*Tarefas a realizar*:
- a) Segundo o trecho citado, por quantos dias Jesus ficou no deserto?
- b) Quais práticas, segundo o trecho citado, serão feitas durante os quarenta dias da Quaresma? Liste todas.
- c) Extraia do trecho citado a parte que começa em "Naquele tempo, o" e segue até "foi ao deserto.".

### Trecho citado ###

Naquele tempo, o Espírito levou Jesus para o deserto. E ele ficou no deserto durante quarenta dias, e aí foi tentado por Satanás. Vivia entre os animais selvagens, e os anjos o serviam. Depois que João Batista foi preso, Jesus foi para a Galileia, pregando o Evangelho de Deus e dizendo: “O tempo já se completou e o Reino de Deus está próximo. Convertei-vos e crede no Evangelho!”

Este é o 1.º Domingo da Quaresma, no qual todos os anos refletimos a respeito da tentação de Cristo no deserto. A Igreja escolheu este Evangelho, em primeiro lugar, porque iremos fazer quarenta dias de oração, de penitência, de jejum, e Jesus também fez isso. No início do seu ministério, antes mesmo de começar a pregar, Cristo se recolheu e foi ao deserto.

### Listagem bruta ###

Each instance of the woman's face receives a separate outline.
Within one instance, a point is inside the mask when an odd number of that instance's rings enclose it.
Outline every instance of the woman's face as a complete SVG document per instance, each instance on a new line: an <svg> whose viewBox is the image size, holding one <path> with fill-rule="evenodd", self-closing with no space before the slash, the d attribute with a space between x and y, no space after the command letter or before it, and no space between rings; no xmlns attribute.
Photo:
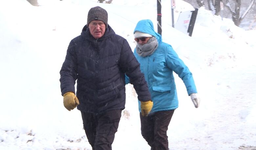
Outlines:
<svg viewBox="0 0 256 150"><path fill-rule="evenodd" d="M142 37L135 38L134 39L134 40L139 44L143 45L147 43L148 41L150 39L150 37Z"/></svg>

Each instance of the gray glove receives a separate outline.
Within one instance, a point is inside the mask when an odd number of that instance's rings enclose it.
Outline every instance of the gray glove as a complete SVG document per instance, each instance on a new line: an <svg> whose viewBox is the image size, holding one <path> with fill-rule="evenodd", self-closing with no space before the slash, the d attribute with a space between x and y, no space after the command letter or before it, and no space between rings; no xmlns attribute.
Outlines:
<svg viewBox="0 0 256 150"><path fill-rule="evenodd" d="M200 104L200 98L198 97L197 93L192 93L190 94L190 97L192 102L193 102L195 107L198 108Z"/></svg>

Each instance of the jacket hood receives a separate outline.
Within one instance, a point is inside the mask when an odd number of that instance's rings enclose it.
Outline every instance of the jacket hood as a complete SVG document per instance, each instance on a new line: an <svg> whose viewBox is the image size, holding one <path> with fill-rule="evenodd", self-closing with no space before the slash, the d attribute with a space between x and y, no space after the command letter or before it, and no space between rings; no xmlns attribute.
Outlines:
<svg viewBox="0 0 256 150"><path fill-rule="evenodd" d="M162 42L162 36L155 31L153 23L150 20L141 20L139 21L134 29L133 34L137 31L149 34L156 37L159 43Z"/></svg>
<svg viewBox="0 0 256 150"><path fill-rule="evenodd" d="M109 25L108 25L108 27L106 28L105 33L103 36L97 39L96 39L91 34L89 28L87 26L87 25L86 25L82 30L81 35L83 38L90 41L94 41L97 40L97 41L99 41L104 40L115 34L114 30Z"/></svg>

###

*Respostas resolvidas*:
- a) Quarenta dias.

- b) Oração, penitência e jejum.

- c)
Naquele tempo, o Espírito levou Jesus para o deserto. E ele ficou no deserto durante quarenta dias, e aí foi tentado por Satanás. Vivia entre os animais selvagens, e os anjos o serviam. Depois que João Batista foi preso, Jesus foi para a Galileia, pregando o Evangelho de Deus e dizendo: “O tempo já se completou e o Reino de Deus está próximo. Convertei-vos e crede no Evangelho!”

Este é o 1.º Domingo da Quaresma, no qual todos os anos refletimos a respeito da tentação de Cristo no deserto. A Igreja escolheu este Evangelho, em primeiro lugar, porque iremos fazer quarenta dias de oração, de penitência, de jejum, e Jesus também fez isso. No início do seu ministério, antes mesmo de começar a pregar, Cristo se recolheu e foi ao deserto.